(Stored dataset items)
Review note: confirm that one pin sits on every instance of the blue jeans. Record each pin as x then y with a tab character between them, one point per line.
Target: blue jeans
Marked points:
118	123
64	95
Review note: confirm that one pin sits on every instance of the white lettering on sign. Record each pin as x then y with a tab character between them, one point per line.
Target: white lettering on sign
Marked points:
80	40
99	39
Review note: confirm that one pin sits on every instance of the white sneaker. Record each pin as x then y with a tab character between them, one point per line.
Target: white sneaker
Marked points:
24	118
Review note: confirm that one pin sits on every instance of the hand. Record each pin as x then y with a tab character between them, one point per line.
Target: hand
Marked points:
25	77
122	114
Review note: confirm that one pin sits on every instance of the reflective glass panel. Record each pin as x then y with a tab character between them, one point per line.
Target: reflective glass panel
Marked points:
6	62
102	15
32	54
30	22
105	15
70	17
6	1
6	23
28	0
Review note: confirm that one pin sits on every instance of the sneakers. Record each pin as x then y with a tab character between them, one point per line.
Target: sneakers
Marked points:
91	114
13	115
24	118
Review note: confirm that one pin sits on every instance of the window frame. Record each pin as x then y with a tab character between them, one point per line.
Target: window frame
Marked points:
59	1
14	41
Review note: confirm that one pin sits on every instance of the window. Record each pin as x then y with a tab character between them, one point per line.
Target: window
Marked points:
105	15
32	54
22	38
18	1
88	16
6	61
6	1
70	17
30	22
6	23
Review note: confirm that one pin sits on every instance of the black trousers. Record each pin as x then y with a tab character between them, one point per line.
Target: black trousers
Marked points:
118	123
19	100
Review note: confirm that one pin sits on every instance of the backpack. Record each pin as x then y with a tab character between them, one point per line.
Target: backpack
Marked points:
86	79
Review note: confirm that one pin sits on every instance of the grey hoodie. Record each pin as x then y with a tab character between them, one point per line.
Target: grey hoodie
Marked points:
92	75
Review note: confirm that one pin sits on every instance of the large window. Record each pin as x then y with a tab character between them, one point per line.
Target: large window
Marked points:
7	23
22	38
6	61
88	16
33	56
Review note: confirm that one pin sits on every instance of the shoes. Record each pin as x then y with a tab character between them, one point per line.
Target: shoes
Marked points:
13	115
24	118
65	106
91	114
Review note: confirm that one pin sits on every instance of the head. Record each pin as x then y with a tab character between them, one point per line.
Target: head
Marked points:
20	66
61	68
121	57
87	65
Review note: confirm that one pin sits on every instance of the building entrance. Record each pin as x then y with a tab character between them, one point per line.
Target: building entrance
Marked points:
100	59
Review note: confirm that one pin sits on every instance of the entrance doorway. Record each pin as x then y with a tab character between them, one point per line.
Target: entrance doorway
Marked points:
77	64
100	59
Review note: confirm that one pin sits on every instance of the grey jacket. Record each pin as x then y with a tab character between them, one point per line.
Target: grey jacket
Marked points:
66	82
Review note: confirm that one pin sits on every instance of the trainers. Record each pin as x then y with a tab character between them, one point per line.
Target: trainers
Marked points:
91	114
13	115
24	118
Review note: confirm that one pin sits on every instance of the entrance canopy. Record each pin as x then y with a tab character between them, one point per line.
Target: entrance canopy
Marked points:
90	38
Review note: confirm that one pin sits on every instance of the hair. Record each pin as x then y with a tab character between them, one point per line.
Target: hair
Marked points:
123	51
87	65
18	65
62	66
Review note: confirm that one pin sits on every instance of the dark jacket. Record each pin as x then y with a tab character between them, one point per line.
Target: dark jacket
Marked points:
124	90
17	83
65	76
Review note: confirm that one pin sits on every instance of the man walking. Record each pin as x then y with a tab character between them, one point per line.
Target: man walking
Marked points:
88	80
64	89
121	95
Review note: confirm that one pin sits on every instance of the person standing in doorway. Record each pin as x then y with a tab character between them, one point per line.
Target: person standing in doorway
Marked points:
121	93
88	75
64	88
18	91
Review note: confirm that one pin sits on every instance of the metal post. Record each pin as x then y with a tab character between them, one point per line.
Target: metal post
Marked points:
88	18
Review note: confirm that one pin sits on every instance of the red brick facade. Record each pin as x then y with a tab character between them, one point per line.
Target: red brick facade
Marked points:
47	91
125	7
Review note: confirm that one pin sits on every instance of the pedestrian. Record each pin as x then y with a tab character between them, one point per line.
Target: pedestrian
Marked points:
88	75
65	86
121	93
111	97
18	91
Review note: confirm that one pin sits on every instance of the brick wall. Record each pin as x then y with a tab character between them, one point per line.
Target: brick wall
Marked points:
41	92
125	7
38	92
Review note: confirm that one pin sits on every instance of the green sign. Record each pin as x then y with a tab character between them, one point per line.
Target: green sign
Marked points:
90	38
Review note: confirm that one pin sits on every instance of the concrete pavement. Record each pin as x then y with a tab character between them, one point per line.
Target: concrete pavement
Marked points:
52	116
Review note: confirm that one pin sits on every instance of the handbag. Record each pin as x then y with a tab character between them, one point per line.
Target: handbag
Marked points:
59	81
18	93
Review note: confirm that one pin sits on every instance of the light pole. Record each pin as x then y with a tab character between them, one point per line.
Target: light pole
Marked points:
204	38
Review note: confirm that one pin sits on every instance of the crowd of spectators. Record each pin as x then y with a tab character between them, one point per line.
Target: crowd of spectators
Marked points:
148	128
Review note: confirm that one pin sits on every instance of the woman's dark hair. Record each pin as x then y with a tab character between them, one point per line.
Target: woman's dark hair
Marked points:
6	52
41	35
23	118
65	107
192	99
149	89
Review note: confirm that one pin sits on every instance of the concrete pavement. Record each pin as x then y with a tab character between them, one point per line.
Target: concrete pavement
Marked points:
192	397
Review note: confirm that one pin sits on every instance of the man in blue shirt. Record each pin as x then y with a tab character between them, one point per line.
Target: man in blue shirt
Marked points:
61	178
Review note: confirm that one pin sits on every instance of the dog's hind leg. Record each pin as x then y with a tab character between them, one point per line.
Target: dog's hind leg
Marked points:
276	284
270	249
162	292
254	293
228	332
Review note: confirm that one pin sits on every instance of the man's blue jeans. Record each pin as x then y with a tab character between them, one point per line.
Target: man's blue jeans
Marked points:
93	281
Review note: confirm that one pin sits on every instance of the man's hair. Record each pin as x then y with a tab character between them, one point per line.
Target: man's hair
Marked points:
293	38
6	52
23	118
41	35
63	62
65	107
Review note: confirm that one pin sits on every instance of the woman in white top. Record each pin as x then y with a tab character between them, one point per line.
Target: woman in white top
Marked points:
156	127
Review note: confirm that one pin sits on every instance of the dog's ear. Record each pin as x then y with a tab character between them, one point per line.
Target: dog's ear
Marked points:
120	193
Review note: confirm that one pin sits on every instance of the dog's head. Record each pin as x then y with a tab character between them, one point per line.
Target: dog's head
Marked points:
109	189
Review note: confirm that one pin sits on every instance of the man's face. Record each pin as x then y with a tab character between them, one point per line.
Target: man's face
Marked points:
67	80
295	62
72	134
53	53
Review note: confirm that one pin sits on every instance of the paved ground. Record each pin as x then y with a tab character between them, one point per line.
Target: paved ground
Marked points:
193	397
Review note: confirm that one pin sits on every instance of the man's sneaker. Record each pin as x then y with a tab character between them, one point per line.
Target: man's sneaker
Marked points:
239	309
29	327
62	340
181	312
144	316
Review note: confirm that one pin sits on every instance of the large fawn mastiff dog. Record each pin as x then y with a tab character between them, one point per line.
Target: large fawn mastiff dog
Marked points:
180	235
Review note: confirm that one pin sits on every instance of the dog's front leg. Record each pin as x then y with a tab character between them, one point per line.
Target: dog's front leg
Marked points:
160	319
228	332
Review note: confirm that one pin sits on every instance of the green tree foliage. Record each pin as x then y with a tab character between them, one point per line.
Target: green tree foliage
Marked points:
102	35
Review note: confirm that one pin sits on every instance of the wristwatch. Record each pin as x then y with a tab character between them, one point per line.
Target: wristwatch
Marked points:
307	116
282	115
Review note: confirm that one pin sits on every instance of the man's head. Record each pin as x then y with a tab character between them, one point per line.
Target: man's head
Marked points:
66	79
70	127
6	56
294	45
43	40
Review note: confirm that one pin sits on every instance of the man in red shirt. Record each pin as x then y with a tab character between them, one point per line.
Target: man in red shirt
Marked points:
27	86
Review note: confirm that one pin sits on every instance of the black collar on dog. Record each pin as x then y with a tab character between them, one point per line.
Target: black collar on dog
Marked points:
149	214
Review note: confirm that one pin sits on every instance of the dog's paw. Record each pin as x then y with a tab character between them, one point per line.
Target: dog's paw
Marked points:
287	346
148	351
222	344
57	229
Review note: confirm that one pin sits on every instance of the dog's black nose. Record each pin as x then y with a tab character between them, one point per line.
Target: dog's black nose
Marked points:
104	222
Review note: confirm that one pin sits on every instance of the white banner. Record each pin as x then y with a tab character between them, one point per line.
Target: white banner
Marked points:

--- What is required ---
Using the data above, reproduce exactly the lines from the line that contains "Target: blue jeans" through the line that contains "Target: reflective glass panel", including both.

--- Your response ---
Target: blue jeans
Marked points:
118	123
64	95
Review note: confirm that one pin sits on every instance of the white lettering on sign. Record each pin as x then y with a tab character between them, one point per line.
Target: white lettering on sign
Marked points:
80	40
99	39
Review note: confirm that one pin sits on every instance of the white sneaker. Record each pin as x then y with a tab character between them, one point per line.
Target: white sneaker
Marked points:
24	118
Review note: confirm that one pin sits on every instance of the hand. Record each pin as x then y with a tab character between them, one point per line.
Target: hand
Marked points:
25	77
122	114
Review note: confirm that one pin sits on every instance of the reflective glass panel. Record each pin as x then y with a tab character between them, one point per line.
Target: reflective glass panel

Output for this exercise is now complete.